» Given instruction
Repeat all the material exactly; pictures stay out of your copy.

» Provided data

###

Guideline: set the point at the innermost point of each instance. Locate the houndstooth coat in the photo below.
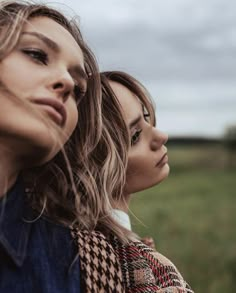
(110, 266)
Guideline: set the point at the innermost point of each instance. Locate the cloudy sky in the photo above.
(184, 51)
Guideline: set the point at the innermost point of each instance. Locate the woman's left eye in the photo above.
(135, 137)
(37, 54)
(78, 94)
(146, 117)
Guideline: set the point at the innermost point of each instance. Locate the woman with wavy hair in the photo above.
(137, 159)
(50, 124)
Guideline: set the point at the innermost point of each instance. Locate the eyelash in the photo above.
(146, 117)
(37, 54)
(40, 56)
(135, 137)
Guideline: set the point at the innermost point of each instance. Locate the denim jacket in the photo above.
(35, 256)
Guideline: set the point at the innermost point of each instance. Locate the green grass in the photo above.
(192, 217)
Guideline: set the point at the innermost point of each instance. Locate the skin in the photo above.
(147, 157)
(31, 133)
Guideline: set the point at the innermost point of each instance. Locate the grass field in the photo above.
(192, 217)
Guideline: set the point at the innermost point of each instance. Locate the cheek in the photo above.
(72, 118)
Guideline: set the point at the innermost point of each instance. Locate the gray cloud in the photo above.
(184, 51)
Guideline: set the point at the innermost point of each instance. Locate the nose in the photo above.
(63, 85)
(158, 139)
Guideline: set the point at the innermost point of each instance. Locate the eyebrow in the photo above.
(77, 69)
(50, 43)
(135, 121)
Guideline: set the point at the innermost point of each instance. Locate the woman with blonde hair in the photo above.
(50, 123)
(139, 161)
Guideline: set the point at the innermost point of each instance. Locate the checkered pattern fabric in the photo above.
(100, 268)
(116, 267)
(145, 270)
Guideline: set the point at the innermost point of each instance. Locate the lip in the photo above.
(54, 108)
(162, 161)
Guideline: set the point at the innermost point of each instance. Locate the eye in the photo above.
(78, 94)
(37, 54)
(146, 114)
(135, 137)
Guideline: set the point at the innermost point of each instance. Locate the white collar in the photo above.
(122, 218)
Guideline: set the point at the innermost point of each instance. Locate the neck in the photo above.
(123, 203)
(8, 172)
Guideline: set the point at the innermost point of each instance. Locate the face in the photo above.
(147, 157)
(45, 73)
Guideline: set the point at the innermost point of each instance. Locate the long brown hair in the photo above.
(57, 188)
(118, 133)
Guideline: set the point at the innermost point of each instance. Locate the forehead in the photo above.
(54, 31)
(130, 104)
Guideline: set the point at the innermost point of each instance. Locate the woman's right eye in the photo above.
(135, 137)
(37, 54)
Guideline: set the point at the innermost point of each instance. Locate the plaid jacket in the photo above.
(110, 266)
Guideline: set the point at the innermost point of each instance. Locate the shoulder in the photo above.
(100, 268)
(143, 267)
(165, 272)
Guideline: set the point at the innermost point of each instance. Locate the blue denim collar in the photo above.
(14, 230)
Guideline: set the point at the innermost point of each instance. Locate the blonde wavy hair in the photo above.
(119, 136)
(58, 189)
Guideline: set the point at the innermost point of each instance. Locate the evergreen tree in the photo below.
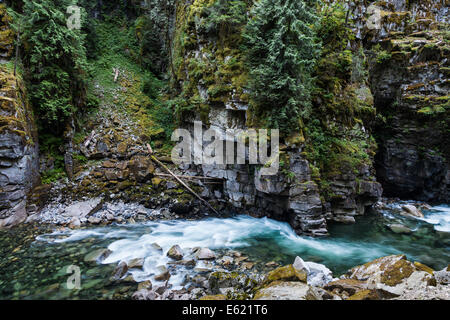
(281, 50)
(55, 58)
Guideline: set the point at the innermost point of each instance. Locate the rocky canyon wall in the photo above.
(19, 164)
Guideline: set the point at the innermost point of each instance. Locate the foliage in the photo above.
(281, 48)
(56, 60)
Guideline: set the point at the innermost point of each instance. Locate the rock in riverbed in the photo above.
(175, 253)
(411, 211)
(205, 254)
(399, 229)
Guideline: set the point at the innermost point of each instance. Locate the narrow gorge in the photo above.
(359, 91)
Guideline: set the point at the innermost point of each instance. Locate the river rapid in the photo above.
(34, 259)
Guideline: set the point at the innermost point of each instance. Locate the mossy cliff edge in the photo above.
(19, 160)
(375, 115)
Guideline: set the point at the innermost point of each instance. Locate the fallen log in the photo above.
(150, 151)
(190, 177)
(116, 71)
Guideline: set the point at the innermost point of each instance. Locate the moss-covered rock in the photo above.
(286, 273)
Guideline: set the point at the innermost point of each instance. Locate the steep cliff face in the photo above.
(211, 77)
(18, 142)
(410, 82)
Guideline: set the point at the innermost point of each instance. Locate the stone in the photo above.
(300, 265)
(226, 261)
(214, 297)
(318, 275)
(365, 295)
(411, 211)
(94, 220)
(97, 255)
(205, 254)
(390, 270)
(399, 229)
(120, 271)
(136, 263)
(443, 276)
(164, 276)
(156, 246)
(144, 294)
(175, 253)
(147, 285)
(283, 291)
(286, 273)
(271, 264)
(347, 286)
(83, 209)
(422, 267)
(181, 207)
(223, 279)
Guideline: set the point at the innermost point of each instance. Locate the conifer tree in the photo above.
(55, 58)
(281, 51)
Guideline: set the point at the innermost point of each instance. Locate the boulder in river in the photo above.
(392, 276)
(317, 274)
(175, 253)
(286, 273)
(411, 211)
(399, 229)
(97, 255)
(283, 291)
(82, 209)
(120, 271)
(205, 254)
(136, 263)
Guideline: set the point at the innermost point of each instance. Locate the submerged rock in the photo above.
(175, 253)
(411, 211)
(286, 273)
(205, 254)
(400, 229)
(317, 274)
(120, 271)
(97, 255)
(83, 209)
(283, 291)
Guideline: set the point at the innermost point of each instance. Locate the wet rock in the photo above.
(365, 295)
(411, 211)
(144, 294)
(286, 273)
(182, 208)
(94, 220)
(205, 254)
(346, 287)
(443, 276)
(226, 261)
(136, 263)
(120, 271)
(399, 229)
(175, 253)
(83, 209)
(164, 276)
(97, 255)
(272, 264)
(317, 274)
(283, 291)
(147, 285)
(239, 281)
(392, 276)
(214, 297)
(315, 293)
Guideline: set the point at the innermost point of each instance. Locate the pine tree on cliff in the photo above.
(281, 50)
(55, 59)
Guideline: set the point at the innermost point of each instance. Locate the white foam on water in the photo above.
(136, 241)
(439, 216)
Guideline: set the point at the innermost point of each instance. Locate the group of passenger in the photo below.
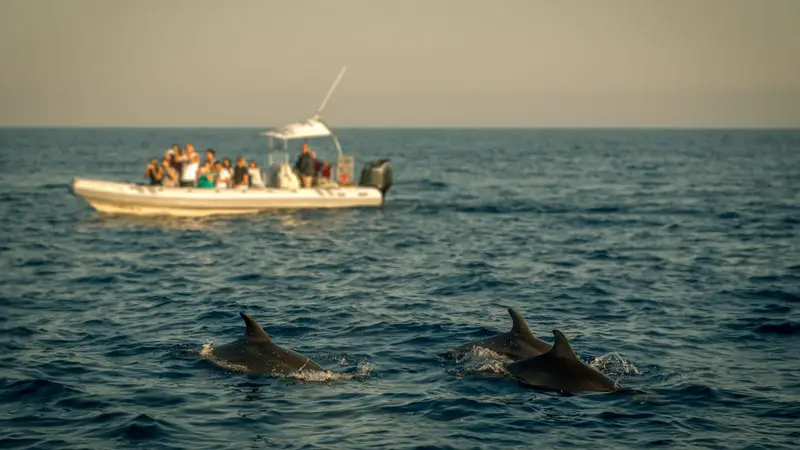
(183, 168)
(308, 167)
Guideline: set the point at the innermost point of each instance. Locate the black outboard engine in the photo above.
(377, 174)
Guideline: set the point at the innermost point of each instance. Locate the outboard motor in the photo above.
(377, 174)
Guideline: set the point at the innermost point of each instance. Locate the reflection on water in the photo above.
(296, 222)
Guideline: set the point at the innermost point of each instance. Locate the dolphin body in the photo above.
(258, 354)
(561, 370)
(516, 344)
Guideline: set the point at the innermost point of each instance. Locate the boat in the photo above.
(282, 188)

###

» Final answer
Guideline: set the point at the innermost point of each instance. Locate the houndstooth coat in the photo below.
(110, 266)
Guideline: set the point at the innermost point of each instance. Locate the cloudy sky in the photo above.
(184, 51)
Guideline: set the point at the innermost point of each instance. Locate the woman's left eye in the photo above.
(135, 137)
(37, 54)
(78, 94)
(146, 117)
Guideline: set the point at the innermost point of each instance. Locate the woman with wavy hair in the photo above.
(137, 159)
(50, 124)
Guideline: set the point at the innermost point of each instance. Locate the eyelash in the photo above.
(146, 117)
(37, 54)
(40, 56)
(135, 137)
Guideline: set the point at the innermost point of each instance. Locate the denim jacket in the photo above.
(35, 256)
Guideline: set the point at the innermost point of each instance. Locate the green grass in the photo above.
(192, 217)
Guideline: set the point at the innermost point of each instance. Locate the skin in the photo above.
(147, 157)
(31, 133)
Guideline: set the point at the innermost point of each instance. Locate the grass field in the photo above.
(192, 217)
Guideline: set the point at the innermost point of each instance. Locate the cheek in the photo above.
(72, 118)
Guideline: set the point at the innermost point of each instance. Locate the gray cloud in the photo above.
(184, 51)
Guideline: set the point at the innermost point of each instance. Locate the nose in the photo above.
(63, 85)
(158, 139)
Guideline: set the point at the innermost point of each instance. Locate the eyebrow in the photo above.
(77, 69)
(50, 43)
(135, 121)
Guideline: set the point at the innermost point of each instance. Locate the woman with blonde hair in the photo above.
(50, 123)
(139, 161)
Guideline: set the point at the innermost point of each instance. Locate the checkered pattern fabric in the photo above.
(100, 268)
(116, 267)
(145, 270)
Guideline: set the point at the innermost point of each instance. Locate the lip in the photo above.
(54, 108)
(162, 161)
Guideline: set the point at the innermost point of each instance. Locate the eye in the photo above.
(78, 94)
(37, 54)
(146, 114)
(135, 137)
Guideline: set the point at the innermost point of each instance. Locate the white collar in the photo above.
(122, 218)
Guideline: set the point at the innermost point of each instance. Locate the neck in the photo above.
(123, 203)
(8, 172)
Guideline: set the point at the innermost point of each instance. Locate the face in the photo above.
(147, 157)
(45, 73)
Guideline: set the point at the innermost point of each instance. Locate the long brown hair in the photo above.
(57, 188)
(118, 133)
Guideline: set the point at the innermost point of each instance. Locate the forehead in the photo above.
(54, 31)
(130, 104)
Guideline: set the point at the innermost point of each instance. Locate the woman's right eye in the photo above.
(135, 137)
(37, 54)
Guideline: set the point at the innermost point of each instance. Locate the plaid jacket in the photo above.
(110, 266)
Guideline: set the point at the innermost point of each instance. Locate the shoulder in the photo above.
(100, 268)
(143, 267)
(165, 272)
Guideline: set the point at the innermost point of each instance. Locate the blue denim collar in the photo above.
(14, 230)
Guideline: set the point at the innermost point of each instance. Locate the blonde wavy hair in the photo above.
(119, 136)
(58, 189)
Guideline: set the point at the innermost point of each instance. Locate the evergreen tree in the photo below.
(281, 50)
(55, 58)
Guideline: set the point at the innermost point of each instance. Locate the rocky canyon wall in the photo above.
(19, 164)
Guideline: set the point at the innermost point of each instance. Locate the foliage in the photo above.
(281, 48)
(56, 60)
Guideline: set the point at the innermost point of each instance. Locate the rock in riverbed in the photo above.
(175, 253)
(411, 211)
(205, 254)
(399, 229)
Guideline: set the point at the innermost point of each instance. Locate the narrow gorge in the photo above.
(359, 91)
Guideline: set the point at the innermost point of each instance. Locate the river rapid in the photo above.
(34, 259)
Guideline: set the point at the innermost point of each instance. Locate the mossy cliff edge in the photo above.
(19, 160)
(375, 115)
Guideline: set the point at the innermost point of each instance. Locate the fallen log in the photo above.
(150, 151)
(190, 177)
(116, 71)
Guideline: set the point at the innermost point of each instance. Locate the moss-covered rock in the photo above.
(286, 273)
Guideline: set the point at the innermost point of each instance. Locate the steep cliff face in the photo above.
(211, 77)
(18, 142)
(410, 82)
Guideline: set the point at the innermost point of each instance. Locate the stone in the photo above.
(300, 265)
(226, 261)
(214, 297)
(318, 275)
(365, 295)
(411, 211)
(94, 220)
(97, 255)
(205, 254)
(390, 270)
(399, 229)
(120, 271)
(136, 263)
(443, 276)
(164, 276)
(156, 246)
(144, 294)
(175, 253)
(147, 285)
(283, 291)
(286, 273)
(271, 264)
(347, 286)
(83, 209)
(422, 267)
(181, 207)
(223, 279)
Guideline: set the point at the innermost point of each instance. Locate the conifer tree in the photo above.
(55, 58)
(281, 51)
Guideline: set the point at the innermost point of each instance. Locate the boulder in river in the photo above.
(392, 276)
(317, 274)
(175, 253)
(286, 273)
(411, 211)
(399, 229)
(97, 255)
(283, 291)
(82, 209)
(120, 271)
(205, 254)
(136, 263)
Guideline: set the point at the innermost point of each instance. Locate the submerged rock in the photo above.
(175, 253)
(411, 211)
(286, 273)
(205, 254)
(400, 229)
(317, 274)
(120, 271)
(97, 255)
(83, 209)
(283, 291)
Guideline: set the point at the innermost point of each instance. Locate the wet rock in the photo above.
(365, 295)
(411, 211)
(144, 294)
(286, 273)
(182, 208)
(94, 220)
(205, 254)
(346, 287)
(443, 276)
(226, 261)
(136, 263)
(120, 271)
(399, 229)
(175, 253)
(83, 209)
(164, 276)
(97, 255)
(272, 264)
(317, 274)
(283, 291)
(147, 285)
(239, 281)
(392, 276)
(214, 297)
(315, 293)
Guideline: set the point at the innermost point of each instance. Locate the pine tree on cliff in the photo above.
(281, 50)
(55, 59)
Guideline: set the point at the innermost point of each instance. Locate the white foam on water in the photo above.
(136, 241)
(439, 216)
Guideline: set the point at the innermost point of each instance. Locate the group of passenger in the photo below.
(183, 168)
(308, 167)
Guideline: set the point at the innermost point of each instance. Locate the black outboard engine in the photo above.
(377, 174)
Guideline: set the point at the innermost point of each instance. Locate the outboard motor in the photo above.
(377, 174)
Guideline: set the point at the innermost point of each instance. Locate the reflection on water in the photo above.
(296, 222)
Guideline: set the point at the innermost point of each instance. Locate the dolphin body in the photo above.
(258, 354)
(561, 370)
(516, 344)
Guideline: set the point at the innermost point of each instance. Locate the boat in the photo above.
(282, 188)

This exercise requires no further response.